= Text to read =

The parties acknowledge and agree that (i) the covenants contained in this Section 5 are reasonable and necessary for the protection of the business and goodwill of the Company Group, (ii) any breach of the covenants in this Section 5 by Grantee will cause the Company Group substantial and irreparable harm, and (iii) Grantee has received good, valuable and adequate consideration in exchange for the covenants contained in this Section 5. Consequently, if the Grantee breaches any of the terms of this Section 5, the Grantee will forfeit the award described in this Agreement and all rights hereunder. The Company Group shall also be entitled to seek, in addition to other available remedies, a temporary or permanent injunction or other equitable relief against such breach or threatened breach from any court of competent jurisdiction, without the necessity of showing any actual damages or that money damages would not afford an adequate remedy, and without the necessity of posting any bond or other security. Such equitable relief will be in addition to, not in lieu of, legal remedies, monetary damages or other available forms of relief.
The covenants contained in this Section 5 shall be presumed to be enforceable, and any reading causing unenforceability shall yield to a construction permitting enforcement. If any single covenant or clause shall be found unreasonable, unenforceable or both, it shall be modified as appropriate to protect the Company Group’s interests and the revised covenants and clauses shall be enforced in accordance with the tenor of the Agreement. In the event a court should determine not to enforce a covenant as written due to overbreadth, the parties specifically agree that said covenant shall be enforced to the extent reasonable, whether said revisions are in time, territory or scope of prohibited activities. The parties agree that the covenants contained in this Agreement are severable and divisible; that none of such covenants depends on any other
covenant for its enforceability; that such covenants constitute enforceable obligations between the parties; that each such covenant will be construed as an agreement independent of any other covenant of this Agreement; and that the existence of any claim or cause of action by one party to this Agreement against the other party to this Agreement, whether predicated on this Agreement or otherwise, will not constitute a defense to the enforcement by any party to this Agreement of any such covenant.

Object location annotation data
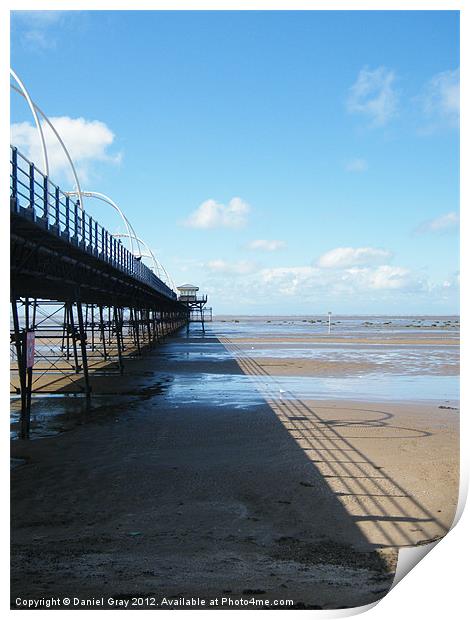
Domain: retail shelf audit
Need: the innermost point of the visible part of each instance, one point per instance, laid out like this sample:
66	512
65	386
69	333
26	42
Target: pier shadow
386	513
198	500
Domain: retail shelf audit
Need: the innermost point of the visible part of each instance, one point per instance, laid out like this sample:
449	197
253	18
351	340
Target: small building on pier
198	312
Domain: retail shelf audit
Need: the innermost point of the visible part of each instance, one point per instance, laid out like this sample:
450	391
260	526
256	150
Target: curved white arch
24	93
36	109
99	196
157	264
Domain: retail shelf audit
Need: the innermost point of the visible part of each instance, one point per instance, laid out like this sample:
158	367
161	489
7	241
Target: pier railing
35	197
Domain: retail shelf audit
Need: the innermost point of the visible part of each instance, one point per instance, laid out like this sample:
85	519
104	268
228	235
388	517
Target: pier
81	301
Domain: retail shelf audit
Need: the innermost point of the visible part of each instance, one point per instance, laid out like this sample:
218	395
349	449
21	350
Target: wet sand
253	494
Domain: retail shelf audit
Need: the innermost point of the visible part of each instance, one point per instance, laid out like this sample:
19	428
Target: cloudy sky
285	162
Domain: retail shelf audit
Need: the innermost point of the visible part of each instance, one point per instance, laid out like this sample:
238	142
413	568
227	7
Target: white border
438	586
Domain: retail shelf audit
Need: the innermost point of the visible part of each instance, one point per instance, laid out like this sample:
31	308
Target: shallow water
390	371
242	391
341	325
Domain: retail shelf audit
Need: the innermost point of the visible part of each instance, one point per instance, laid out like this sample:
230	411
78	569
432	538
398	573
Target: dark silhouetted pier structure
81	302
197	312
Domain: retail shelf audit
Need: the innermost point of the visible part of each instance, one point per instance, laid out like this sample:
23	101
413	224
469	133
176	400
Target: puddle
52	414
241	391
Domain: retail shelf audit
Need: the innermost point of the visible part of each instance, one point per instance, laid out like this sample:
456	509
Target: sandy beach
212	469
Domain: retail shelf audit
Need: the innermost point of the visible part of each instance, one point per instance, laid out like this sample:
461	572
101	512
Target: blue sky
286	162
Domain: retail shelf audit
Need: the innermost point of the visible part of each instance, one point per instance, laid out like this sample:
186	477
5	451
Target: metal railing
34	196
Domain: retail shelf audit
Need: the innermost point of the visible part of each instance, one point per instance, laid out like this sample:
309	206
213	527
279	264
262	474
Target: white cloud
211	214
444	223
340	258
373	95
227	267
39	28
441	98
356	165
86	141
267	245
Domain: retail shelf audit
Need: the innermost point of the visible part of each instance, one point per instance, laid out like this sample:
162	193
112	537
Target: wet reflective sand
209	469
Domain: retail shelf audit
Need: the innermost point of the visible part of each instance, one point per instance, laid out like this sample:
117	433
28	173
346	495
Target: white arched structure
157	264
131	234
24	93
35	109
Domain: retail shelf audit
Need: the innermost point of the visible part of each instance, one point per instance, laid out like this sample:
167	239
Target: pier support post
82	335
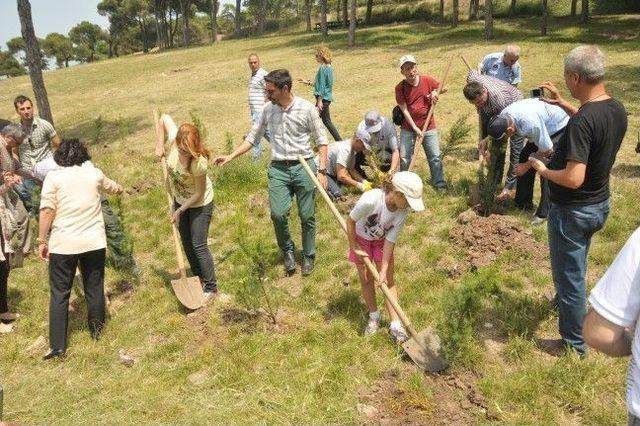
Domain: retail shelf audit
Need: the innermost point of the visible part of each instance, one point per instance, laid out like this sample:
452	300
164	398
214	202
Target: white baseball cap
410	185
407	58
364	137
372	121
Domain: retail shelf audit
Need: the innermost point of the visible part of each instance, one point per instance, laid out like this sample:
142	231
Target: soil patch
454	400
487	237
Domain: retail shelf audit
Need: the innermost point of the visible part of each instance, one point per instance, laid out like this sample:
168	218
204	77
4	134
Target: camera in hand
538	92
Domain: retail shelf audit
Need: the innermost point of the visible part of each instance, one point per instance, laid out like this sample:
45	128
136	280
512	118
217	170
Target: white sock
396	325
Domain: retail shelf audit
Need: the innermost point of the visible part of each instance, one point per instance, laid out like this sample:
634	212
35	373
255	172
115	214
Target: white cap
364	137
407	58
410	185
372	121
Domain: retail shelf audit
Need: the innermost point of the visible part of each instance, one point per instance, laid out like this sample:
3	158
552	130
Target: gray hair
15	132
587	61
512	50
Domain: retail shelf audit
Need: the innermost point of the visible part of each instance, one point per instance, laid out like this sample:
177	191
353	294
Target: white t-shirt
374	221
616	297
74	193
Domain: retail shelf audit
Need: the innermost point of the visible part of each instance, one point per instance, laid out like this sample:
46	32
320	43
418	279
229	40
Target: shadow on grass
347	305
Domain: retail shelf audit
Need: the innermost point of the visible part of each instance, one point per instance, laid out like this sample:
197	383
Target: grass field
229	363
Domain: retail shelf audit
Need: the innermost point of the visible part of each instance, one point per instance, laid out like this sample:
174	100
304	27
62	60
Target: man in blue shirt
503	66
542	124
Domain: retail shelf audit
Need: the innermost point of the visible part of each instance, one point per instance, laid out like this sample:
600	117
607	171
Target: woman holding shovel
373	227
192	191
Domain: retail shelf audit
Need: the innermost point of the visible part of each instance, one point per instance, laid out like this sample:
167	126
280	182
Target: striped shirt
36	146
291	129
256	91
499	94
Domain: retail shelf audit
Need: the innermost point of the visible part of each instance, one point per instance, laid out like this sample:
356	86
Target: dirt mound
454	400
487	237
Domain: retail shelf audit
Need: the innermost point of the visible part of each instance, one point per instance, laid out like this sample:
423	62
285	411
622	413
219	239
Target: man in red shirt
415	95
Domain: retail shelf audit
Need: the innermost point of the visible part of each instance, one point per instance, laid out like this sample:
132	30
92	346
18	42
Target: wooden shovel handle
429	115
165	173
370	266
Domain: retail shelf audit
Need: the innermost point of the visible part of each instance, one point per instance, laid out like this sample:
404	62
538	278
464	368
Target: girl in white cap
373	227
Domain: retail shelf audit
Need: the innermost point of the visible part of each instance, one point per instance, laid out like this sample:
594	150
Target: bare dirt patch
454	400
486	237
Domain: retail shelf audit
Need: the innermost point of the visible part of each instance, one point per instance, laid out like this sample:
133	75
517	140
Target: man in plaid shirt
490	96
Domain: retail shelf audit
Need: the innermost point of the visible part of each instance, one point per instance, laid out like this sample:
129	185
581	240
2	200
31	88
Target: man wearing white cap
341	164
384	142
415	95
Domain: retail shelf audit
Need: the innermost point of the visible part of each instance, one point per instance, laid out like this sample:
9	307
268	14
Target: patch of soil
487	237
141	187
454	400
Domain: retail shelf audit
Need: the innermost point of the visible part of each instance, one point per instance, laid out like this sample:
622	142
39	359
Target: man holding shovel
416	94
291	121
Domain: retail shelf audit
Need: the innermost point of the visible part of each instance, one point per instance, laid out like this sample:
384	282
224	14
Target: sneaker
399	334
537	221
372	327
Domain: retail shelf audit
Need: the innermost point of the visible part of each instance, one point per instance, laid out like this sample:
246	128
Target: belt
288	162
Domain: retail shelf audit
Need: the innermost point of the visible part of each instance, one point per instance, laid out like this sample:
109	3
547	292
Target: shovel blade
189	292
426	352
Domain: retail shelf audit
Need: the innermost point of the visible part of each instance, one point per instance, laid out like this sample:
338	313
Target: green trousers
286	179
120	250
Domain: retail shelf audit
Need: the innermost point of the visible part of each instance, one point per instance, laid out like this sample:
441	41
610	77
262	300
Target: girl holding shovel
192	191
373	227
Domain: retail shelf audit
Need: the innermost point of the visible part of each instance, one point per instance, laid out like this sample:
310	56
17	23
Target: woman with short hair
70	209
323	89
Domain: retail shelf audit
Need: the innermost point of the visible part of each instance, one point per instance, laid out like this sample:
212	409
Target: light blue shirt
537	121
493	65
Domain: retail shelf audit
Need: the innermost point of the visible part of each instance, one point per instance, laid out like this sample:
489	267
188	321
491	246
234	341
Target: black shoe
289	262
307	265
54	353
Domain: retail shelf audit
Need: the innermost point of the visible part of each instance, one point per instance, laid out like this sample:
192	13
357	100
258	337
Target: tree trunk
237	28
352	23
324	30
584	16
184	7
345	12
34	60
307	6
474	5
455	13
488	19
214	20
367	16
545	18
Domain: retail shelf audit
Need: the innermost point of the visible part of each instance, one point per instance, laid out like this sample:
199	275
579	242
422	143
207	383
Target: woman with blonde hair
323	89
192	190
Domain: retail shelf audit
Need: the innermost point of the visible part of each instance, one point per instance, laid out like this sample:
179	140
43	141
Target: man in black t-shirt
578	176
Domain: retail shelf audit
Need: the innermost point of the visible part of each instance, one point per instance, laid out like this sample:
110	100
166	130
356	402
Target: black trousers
325	115
62	269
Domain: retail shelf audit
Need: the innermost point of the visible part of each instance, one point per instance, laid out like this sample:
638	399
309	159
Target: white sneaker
399	334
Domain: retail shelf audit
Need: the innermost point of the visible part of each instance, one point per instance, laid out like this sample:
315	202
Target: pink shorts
372	248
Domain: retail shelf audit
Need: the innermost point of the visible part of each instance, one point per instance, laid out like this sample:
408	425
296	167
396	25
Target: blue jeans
257	148
570	230
431	149
27	193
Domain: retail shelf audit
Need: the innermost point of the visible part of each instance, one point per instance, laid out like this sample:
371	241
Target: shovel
423	347
188	290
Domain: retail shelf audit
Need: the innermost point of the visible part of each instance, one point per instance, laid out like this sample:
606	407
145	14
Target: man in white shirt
257	97
615	309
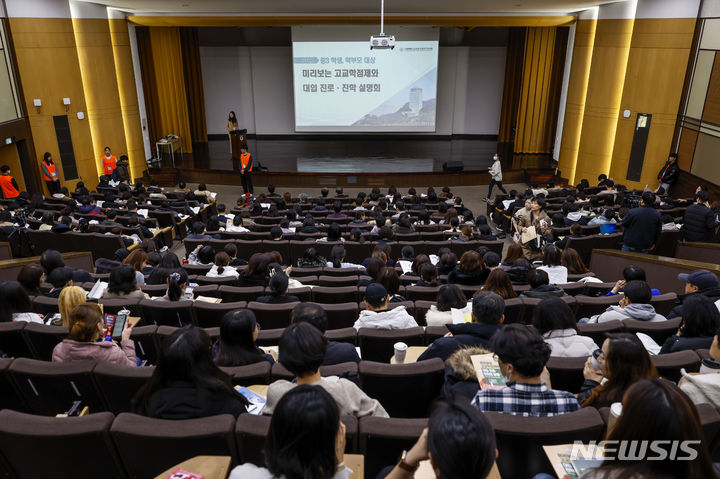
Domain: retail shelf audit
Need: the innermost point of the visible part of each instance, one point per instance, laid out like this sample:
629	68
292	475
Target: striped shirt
529	400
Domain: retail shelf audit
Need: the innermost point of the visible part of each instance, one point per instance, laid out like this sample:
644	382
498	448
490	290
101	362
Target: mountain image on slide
407	107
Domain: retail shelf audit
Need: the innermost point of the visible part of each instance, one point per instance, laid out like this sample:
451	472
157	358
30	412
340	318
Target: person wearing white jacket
377	316
556	322
495	176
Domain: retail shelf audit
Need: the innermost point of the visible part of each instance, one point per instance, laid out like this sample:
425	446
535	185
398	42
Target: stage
316	161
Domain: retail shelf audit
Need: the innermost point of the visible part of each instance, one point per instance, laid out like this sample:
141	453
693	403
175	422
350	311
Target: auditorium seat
520	439
335	295
145	342
113	305
119	384
256	373
12	340
148	446
272	316
43	338
210	315
51	388
167	313
664	303
404	390
587	306
37	446
669	365
377	344
566	374
659	331
241	293
382	440
599	331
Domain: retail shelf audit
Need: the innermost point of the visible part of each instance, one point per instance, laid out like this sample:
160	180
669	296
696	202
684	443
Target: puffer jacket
698	223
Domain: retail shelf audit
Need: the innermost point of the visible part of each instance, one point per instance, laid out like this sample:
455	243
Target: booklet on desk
488	371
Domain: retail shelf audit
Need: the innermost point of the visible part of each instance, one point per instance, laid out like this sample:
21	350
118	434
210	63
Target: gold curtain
171	94
193	82
536	111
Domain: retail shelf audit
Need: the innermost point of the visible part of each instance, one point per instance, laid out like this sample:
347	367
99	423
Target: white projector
382	41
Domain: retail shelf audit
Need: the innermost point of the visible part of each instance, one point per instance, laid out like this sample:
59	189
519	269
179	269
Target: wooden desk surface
211	467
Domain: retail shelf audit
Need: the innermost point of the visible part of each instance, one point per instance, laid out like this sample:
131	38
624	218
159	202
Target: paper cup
400	350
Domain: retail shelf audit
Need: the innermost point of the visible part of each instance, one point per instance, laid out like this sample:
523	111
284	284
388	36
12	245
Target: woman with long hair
623	362
656	412
572	261
231	124
236	347
186	382
306	439
499	282
449	297
85	331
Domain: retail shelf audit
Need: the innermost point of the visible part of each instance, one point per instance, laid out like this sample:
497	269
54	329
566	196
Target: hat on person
701	278
375	292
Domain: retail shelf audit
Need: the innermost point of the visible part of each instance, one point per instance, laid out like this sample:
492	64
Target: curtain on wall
170	82
193	81
536	110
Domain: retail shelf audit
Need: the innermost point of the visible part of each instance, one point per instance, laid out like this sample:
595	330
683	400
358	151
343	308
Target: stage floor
346	155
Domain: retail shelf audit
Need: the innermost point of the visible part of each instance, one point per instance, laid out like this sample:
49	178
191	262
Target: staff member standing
231	125
495	176
50	173
8	185
109	162
246	169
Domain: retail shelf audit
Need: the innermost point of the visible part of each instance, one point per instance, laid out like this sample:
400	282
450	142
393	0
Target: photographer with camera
643	225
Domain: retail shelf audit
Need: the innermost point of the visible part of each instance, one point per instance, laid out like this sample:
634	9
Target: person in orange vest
50	173
109	162
246	169
8	185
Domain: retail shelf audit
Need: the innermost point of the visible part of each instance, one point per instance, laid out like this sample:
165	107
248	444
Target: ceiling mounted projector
382	41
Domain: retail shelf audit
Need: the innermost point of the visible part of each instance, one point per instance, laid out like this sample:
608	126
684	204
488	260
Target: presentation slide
343	86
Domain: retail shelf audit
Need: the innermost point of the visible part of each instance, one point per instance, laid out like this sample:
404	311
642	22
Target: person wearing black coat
488	313
699	221
669	173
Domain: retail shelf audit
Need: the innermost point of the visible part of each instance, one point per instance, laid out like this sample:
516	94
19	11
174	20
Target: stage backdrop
257	83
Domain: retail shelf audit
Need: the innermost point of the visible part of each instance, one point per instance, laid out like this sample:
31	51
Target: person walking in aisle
50	173
495	176
246	169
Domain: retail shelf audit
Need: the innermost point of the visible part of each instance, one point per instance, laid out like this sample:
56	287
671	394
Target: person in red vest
109	162
50	173
8	185
246	169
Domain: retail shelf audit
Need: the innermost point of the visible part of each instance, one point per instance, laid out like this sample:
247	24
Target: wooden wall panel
577	91
125	73
605	86
686	149
653	84
711	113
97	67
49	70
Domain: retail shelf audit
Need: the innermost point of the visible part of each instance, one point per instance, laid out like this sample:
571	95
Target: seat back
167	313
51	388
209	315
520	439
22	436
382	440
378	344
391	383
119	384
272	316
148	446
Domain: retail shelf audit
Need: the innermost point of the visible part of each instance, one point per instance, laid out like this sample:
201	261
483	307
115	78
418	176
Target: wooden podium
238	139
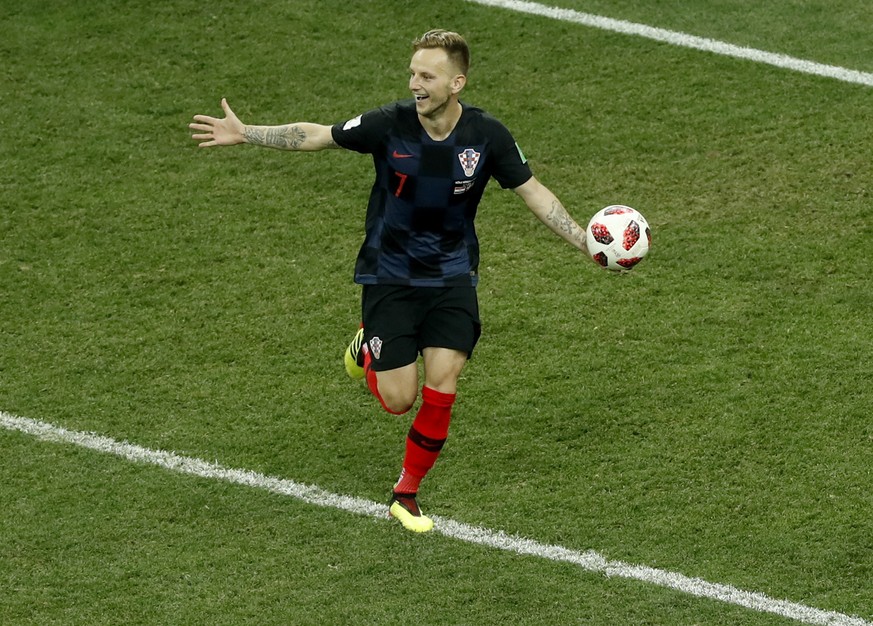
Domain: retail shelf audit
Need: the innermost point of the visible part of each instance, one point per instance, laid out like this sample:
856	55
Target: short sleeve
510	168
366	132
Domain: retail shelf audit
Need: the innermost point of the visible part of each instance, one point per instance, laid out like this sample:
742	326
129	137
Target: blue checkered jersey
419	226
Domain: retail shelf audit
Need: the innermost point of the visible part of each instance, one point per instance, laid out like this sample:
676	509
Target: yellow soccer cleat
404	508
355	371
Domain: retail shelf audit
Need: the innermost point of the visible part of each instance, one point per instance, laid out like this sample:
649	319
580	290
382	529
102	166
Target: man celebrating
418	265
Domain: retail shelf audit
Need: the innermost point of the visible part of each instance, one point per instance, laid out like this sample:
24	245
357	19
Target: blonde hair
454	45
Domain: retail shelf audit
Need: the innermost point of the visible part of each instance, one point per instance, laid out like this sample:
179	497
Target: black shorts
400	322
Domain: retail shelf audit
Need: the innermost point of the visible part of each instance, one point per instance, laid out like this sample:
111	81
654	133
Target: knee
398	401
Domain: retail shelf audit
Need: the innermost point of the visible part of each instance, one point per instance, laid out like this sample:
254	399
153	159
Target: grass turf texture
707	413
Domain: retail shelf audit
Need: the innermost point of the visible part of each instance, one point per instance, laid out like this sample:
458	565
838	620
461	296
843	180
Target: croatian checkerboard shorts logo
376	347
469	160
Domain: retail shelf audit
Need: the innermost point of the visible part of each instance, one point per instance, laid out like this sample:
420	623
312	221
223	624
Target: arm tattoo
561	222
288	137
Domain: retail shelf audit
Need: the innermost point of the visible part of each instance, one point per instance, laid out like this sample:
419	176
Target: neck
441	125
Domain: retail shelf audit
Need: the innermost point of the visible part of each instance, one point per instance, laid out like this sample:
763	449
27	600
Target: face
434	81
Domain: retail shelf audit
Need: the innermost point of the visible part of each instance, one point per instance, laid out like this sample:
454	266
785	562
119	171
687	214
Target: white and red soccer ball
618	237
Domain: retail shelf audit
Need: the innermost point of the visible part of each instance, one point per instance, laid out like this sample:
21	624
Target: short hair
454	45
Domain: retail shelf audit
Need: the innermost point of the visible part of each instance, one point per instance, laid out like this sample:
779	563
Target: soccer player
418	264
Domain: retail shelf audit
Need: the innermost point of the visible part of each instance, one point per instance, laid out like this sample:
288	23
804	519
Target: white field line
590	560
684	40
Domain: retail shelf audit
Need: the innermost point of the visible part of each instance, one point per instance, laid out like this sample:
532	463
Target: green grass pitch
708	413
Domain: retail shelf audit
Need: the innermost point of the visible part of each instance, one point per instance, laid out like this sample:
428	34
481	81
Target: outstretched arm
229	131
546	206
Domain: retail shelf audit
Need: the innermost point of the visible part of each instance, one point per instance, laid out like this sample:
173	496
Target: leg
442	368
396	389
428	433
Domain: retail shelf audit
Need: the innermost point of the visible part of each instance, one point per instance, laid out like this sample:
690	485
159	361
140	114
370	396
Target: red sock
426	438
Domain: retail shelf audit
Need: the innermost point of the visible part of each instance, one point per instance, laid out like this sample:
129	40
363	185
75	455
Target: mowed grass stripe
684	40
311	494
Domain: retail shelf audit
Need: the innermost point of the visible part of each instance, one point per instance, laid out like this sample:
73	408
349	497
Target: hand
218	132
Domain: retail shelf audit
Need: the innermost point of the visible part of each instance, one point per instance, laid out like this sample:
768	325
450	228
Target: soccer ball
618	237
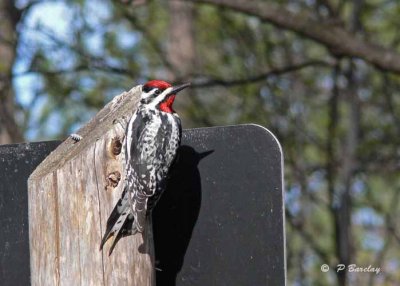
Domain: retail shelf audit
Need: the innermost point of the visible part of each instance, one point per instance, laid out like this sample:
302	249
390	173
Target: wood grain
71	194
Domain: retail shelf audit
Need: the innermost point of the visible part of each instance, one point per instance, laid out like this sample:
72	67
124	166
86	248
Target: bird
152	139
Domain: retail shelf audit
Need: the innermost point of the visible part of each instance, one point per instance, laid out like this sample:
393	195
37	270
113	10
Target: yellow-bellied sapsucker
152	139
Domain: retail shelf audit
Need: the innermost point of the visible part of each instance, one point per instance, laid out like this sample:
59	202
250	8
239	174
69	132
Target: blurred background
323	75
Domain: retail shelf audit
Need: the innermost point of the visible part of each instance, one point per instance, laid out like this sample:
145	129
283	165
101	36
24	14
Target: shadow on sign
176	214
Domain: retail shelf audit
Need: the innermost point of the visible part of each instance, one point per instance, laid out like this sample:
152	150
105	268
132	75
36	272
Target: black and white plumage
152	139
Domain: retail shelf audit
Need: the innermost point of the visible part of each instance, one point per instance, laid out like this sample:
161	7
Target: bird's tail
120	222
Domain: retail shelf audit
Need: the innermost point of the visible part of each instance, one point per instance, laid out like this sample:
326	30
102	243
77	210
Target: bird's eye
146	88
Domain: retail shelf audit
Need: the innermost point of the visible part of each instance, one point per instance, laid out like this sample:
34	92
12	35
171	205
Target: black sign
220	221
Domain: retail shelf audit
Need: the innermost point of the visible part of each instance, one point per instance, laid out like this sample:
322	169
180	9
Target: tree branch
262	76
336	38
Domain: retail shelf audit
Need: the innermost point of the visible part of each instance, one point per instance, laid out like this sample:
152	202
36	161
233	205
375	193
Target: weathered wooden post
71	194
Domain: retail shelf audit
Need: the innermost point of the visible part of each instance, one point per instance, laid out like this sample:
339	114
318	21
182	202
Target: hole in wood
113	179
116	146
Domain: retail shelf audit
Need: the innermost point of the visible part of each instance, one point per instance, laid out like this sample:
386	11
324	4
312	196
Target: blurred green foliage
336	117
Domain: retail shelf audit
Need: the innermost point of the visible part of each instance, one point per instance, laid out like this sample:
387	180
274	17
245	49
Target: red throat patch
166	105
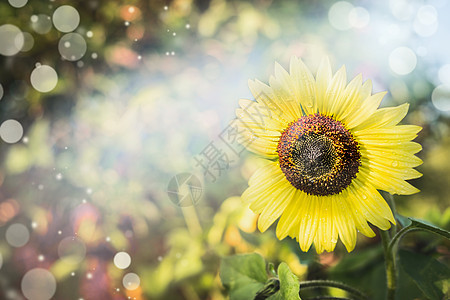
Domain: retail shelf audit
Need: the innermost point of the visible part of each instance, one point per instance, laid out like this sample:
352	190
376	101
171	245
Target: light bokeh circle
17	235
72	46
338	15
38	284
11	131
44	78
41	23
131	281
28	42
11	40
17	3
440	97
66	18
122	260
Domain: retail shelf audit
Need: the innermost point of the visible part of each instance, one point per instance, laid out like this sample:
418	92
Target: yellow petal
275	208
344	223
367	108
309	221
290	221
384	117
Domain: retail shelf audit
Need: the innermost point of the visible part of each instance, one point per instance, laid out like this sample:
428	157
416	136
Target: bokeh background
106	105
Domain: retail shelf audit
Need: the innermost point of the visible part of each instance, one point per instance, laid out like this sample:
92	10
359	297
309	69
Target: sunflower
328	149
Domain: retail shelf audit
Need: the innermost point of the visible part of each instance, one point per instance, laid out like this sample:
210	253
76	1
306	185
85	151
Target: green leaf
416	223
426	272
404	221
271	287
289	285
243	275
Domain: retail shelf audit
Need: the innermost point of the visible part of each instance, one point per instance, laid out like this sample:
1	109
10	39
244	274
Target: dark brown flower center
318	155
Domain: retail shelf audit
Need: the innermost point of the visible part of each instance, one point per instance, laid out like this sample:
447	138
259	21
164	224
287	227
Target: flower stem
330	283
391	272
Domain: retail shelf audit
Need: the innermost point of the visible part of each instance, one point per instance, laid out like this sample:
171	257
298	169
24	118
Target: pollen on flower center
318	155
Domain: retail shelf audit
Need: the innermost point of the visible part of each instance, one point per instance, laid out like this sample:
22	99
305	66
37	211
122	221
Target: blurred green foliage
100	149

= Written problem =
Translate this sentence from the covenant enforcement text into Spanish: "The covenants contained in this Section 5 shall be presumed to be enforceable, and any reading causing unenforceability shall yield to a construction permitting enforcement."

= Completed exercise =
Se presumirá que los compromisos contenidos en esta Sección 5 son exigibles, y cualquier lectura que cause inexigibilidad cederá ante una interpretación que permita su ejecución.